Return the following items verbatim, starting at the line that contains "One marker per instance of the plastic" and continuing through the final line of the items.

(Items from a data source)
------------------------------

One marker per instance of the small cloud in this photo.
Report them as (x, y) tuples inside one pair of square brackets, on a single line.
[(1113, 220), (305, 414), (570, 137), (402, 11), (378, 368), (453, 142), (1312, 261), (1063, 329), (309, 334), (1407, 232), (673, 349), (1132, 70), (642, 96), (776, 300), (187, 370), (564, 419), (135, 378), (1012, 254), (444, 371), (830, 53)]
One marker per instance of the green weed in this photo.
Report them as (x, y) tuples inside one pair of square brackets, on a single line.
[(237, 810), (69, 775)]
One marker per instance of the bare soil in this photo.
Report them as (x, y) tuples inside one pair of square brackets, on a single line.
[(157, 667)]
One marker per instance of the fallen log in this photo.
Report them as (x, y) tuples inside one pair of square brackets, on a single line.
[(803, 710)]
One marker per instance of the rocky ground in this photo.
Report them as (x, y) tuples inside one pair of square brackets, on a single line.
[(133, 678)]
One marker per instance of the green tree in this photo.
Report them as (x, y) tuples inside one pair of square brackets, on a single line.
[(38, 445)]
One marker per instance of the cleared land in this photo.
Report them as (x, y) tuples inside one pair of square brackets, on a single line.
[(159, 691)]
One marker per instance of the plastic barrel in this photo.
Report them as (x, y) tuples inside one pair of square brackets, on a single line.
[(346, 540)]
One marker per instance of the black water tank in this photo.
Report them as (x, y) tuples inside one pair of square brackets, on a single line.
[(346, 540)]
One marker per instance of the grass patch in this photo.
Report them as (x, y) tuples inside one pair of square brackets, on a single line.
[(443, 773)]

------------------------------

* The response *
One marker per instance of the plastic barrel in this photo.
Report them as (x, y) tuples inside one pair of square brackets, on a single line.
[(346, 540)]
One marker per instance of the black water tank in this photo.
Report them as (x, y) tuples inside one pair of square brackets, on a single line.
[(346, 540)]
One marker per instance of the grass patch in this photo.
Report them as (x, y) tuples inside one pair of square brackets, on a single line.
[(443, 773)]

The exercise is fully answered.